[WORK ORDER 1] In the post on markets and the professions, what position did Adam Smith hold at the University of Glasgow?
[WORK ORDER 2] Using the post on markets and the professions, explain why a reader needs both of Adam Smith's named works.

[SUPPLIED TEXT]
----------

Ethics and Aesthetics in Public Administration

Markets and the Professions The article begins by describing two worlds… that of the market and that of the professions. These two worlds overlap …. and as individuals we may participate in both worlds simultaneously.

Sunday, June 14, 2009

Markets and the Professions

The article begins by describing two worlds… that of the market and that of the professions. These two worlds overlap …. and as individuals we may participate in both worlds simultaneously.

However, there are some radical distinctions between the two that are of relevance to the article’s discussion and engagement.

Adam Smith was not an economist (at least not in any sense we would recognise today). Rather, he was Professor of Moral Philosophy at the University of Glasgow …. an eminent contributor to the Scottish Enlightenment and the author not only of The Wealth of Nations but also The Theory of Moral Sentiments.

One needs to read both works in order to obtain a complete understanding of Smith’s thought … which is often surprising to a modern reader exposed only to selective quotations.

Far from being a dedicated champion of the commercial class, Smith was deeply critical of the masters and their proclivity to skew the mechanisms of the market to secure personal gain at the expense of others.

Although hardly remembered these days, Adam Smith accorded no intrinsic value to markets and their associated mechanisms.

----------

[RECORDED DATA]
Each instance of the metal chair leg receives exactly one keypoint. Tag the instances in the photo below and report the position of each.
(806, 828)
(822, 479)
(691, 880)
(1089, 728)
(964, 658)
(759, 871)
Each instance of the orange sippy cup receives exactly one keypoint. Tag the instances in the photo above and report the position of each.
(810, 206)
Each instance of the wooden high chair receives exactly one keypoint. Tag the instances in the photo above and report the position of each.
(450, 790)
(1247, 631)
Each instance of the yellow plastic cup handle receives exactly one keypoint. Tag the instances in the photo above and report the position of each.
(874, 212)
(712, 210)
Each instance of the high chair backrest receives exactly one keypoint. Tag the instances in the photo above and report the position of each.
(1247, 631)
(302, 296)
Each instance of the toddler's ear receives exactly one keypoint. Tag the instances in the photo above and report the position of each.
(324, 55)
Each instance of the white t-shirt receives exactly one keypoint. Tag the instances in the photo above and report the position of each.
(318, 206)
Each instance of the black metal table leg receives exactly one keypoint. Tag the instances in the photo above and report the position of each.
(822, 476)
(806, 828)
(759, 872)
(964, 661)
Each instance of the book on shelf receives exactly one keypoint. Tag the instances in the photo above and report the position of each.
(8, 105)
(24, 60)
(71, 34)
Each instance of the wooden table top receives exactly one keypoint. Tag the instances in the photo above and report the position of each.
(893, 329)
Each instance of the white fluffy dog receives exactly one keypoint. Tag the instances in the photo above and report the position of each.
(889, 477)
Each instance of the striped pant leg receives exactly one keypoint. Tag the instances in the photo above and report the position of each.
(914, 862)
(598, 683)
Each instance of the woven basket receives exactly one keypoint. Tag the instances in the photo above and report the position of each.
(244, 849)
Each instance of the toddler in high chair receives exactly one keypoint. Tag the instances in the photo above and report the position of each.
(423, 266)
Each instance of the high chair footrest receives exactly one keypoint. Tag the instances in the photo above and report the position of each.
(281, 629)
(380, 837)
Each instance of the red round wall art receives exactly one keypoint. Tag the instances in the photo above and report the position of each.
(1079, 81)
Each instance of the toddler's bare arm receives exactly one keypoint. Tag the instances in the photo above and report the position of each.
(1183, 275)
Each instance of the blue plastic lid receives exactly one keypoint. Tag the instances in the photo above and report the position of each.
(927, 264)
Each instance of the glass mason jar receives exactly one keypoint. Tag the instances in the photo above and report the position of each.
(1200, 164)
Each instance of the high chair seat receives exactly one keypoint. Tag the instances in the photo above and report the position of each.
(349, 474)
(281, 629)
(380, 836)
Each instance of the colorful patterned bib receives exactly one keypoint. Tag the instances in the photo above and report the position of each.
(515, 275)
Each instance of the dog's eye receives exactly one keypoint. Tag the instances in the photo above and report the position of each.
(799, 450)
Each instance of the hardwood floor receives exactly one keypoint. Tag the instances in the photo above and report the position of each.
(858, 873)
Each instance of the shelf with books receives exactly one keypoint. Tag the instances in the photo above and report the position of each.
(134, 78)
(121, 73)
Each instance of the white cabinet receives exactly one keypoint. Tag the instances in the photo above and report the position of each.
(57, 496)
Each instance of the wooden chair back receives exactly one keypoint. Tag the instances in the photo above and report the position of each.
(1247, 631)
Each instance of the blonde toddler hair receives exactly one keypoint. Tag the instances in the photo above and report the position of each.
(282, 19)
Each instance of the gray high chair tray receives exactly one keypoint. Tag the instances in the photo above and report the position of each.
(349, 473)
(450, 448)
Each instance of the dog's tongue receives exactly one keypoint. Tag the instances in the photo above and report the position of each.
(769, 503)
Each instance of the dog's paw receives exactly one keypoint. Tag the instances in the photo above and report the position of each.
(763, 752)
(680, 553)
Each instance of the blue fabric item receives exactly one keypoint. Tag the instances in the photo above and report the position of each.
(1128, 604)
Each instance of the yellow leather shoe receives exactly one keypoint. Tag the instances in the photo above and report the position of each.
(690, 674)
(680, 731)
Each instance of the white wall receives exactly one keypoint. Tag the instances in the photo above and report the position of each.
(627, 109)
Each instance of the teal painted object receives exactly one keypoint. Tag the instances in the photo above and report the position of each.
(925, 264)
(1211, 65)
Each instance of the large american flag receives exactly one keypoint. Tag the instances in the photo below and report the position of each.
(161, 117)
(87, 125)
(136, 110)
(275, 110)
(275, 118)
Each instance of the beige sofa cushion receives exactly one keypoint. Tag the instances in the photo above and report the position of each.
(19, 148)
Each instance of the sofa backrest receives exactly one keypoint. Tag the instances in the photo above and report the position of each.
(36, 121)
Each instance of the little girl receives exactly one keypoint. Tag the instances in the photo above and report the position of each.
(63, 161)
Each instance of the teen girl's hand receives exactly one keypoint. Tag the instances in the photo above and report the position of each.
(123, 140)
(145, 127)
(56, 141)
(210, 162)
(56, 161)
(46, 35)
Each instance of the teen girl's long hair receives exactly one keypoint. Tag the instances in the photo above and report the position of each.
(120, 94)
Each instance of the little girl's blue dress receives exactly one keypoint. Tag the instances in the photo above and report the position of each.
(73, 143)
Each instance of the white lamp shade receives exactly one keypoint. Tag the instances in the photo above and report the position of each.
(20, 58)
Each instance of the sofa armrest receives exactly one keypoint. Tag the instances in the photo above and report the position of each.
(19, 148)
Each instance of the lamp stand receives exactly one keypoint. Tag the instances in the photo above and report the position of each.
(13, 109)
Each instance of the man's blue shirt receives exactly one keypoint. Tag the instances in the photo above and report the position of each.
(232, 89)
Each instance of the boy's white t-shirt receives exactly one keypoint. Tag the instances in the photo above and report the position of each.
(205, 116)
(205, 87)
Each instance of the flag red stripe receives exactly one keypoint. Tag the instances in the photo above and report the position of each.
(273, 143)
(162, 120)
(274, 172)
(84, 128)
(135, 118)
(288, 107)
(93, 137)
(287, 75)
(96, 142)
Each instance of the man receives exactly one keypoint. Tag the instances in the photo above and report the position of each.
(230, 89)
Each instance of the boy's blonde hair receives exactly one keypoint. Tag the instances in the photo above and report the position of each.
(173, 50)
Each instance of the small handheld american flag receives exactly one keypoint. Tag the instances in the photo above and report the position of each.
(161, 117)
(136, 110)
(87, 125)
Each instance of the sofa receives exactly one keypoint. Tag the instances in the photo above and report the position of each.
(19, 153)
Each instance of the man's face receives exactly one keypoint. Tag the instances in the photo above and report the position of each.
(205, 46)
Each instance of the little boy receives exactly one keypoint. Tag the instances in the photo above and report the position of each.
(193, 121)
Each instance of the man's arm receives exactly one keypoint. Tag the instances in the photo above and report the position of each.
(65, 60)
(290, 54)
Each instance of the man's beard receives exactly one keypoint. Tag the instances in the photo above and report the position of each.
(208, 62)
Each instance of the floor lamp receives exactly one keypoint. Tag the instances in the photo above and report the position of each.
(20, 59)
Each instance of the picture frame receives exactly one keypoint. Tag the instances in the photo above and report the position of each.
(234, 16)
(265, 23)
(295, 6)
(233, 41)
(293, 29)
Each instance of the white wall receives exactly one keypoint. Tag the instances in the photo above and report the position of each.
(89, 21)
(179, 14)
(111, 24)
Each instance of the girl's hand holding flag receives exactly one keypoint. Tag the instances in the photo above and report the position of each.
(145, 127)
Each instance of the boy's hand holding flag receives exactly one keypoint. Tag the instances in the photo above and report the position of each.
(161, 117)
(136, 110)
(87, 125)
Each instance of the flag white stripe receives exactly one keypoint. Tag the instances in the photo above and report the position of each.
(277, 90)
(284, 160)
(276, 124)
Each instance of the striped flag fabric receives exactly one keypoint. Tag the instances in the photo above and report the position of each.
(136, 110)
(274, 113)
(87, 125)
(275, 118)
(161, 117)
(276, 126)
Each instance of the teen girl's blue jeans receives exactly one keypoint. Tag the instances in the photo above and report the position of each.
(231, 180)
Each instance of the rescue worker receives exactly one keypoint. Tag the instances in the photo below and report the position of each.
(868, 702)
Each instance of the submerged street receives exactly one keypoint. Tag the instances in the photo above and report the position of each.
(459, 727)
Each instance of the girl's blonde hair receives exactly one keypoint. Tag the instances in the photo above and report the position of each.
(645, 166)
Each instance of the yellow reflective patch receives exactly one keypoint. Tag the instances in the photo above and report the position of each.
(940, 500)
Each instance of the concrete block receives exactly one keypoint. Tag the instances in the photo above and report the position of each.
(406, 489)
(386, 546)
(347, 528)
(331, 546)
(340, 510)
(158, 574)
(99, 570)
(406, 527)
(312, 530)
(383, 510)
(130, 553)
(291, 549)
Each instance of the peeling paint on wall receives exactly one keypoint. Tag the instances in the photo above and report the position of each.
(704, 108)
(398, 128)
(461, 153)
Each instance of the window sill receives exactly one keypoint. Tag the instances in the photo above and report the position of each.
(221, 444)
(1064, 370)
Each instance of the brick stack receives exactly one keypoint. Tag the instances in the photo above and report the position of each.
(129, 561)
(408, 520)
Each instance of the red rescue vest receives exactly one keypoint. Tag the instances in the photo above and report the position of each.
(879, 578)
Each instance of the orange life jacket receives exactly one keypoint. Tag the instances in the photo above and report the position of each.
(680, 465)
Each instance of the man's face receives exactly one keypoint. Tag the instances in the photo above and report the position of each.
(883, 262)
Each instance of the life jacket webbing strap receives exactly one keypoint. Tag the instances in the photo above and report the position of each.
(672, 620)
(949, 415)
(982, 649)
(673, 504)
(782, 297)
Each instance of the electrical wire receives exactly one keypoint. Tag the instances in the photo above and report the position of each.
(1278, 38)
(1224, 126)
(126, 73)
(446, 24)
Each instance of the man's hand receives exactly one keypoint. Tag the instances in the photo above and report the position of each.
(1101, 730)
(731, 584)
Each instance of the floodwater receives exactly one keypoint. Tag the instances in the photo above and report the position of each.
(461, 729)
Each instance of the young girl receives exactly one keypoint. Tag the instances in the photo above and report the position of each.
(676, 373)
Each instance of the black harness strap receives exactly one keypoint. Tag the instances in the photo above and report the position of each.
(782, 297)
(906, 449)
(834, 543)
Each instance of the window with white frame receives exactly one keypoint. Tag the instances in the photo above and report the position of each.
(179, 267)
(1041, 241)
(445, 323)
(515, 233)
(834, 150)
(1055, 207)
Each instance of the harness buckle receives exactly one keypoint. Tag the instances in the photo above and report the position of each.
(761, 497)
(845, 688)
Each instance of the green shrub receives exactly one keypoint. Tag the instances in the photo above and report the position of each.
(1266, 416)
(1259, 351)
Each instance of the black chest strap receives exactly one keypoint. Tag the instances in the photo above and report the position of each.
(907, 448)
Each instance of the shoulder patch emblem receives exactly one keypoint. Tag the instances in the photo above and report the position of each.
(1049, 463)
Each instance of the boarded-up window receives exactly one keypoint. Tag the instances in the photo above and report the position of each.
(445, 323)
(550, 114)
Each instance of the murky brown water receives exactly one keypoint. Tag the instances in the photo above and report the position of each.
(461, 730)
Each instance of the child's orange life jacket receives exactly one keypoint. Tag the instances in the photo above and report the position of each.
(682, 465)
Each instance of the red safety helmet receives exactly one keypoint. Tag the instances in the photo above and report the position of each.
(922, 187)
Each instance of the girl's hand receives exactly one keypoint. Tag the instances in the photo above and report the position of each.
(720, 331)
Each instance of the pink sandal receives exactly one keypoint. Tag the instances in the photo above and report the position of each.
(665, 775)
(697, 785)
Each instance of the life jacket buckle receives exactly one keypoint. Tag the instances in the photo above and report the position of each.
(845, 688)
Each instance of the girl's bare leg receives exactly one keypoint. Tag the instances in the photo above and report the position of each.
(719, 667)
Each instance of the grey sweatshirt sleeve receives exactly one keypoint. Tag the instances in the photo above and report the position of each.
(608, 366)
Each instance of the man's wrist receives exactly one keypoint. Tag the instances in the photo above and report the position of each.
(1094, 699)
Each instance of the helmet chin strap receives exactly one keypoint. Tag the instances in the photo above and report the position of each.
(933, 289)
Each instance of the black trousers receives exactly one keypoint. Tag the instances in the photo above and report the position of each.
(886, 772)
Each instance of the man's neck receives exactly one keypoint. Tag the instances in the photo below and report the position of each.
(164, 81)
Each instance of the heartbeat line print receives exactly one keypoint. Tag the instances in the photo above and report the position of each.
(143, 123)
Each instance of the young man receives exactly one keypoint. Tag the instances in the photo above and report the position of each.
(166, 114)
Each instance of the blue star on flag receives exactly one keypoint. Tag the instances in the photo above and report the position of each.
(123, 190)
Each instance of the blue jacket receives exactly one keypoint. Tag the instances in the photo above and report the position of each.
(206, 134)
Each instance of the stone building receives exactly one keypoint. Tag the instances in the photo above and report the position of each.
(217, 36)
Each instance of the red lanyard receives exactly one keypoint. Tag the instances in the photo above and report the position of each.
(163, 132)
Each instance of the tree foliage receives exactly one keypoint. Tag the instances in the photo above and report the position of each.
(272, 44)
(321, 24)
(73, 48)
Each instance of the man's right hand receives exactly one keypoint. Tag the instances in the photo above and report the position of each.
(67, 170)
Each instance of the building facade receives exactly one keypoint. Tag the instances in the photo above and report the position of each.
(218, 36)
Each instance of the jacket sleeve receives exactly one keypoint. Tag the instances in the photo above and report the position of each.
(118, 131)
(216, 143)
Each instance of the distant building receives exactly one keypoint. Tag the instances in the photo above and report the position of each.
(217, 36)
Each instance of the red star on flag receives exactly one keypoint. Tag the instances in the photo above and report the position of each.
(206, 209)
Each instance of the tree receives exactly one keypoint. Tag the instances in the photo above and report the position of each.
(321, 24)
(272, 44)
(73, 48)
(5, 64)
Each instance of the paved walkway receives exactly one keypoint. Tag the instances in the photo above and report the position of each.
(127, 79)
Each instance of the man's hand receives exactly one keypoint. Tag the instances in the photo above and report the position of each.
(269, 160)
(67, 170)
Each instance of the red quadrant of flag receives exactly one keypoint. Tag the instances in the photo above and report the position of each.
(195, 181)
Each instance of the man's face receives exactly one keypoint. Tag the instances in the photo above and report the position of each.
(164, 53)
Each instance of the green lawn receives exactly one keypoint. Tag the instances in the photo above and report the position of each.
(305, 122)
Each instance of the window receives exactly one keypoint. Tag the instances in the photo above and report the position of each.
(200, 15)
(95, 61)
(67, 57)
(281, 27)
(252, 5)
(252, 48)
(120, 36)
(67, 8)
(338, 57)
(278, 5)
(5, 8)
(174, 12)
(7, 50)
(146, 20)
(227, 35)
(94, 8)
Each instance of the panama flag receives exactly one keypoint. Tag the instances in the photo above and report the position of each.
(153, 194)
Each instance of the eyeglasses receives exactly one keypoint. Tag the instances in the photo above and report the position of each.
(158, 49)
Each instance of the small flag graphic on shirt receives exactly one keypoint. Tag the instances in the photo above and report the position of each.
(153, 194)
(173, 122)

----------

[YOUR RESPONSE 1] He was Professor of Moral Philosophy.

[YOUR RESPONSE 2] Reading both The Wealth of Nations and The Theory of Moral Sentiments is needed to get a complete understanding of Smith's thought. That understanding often surprises modern readers who have seen only selective quotations.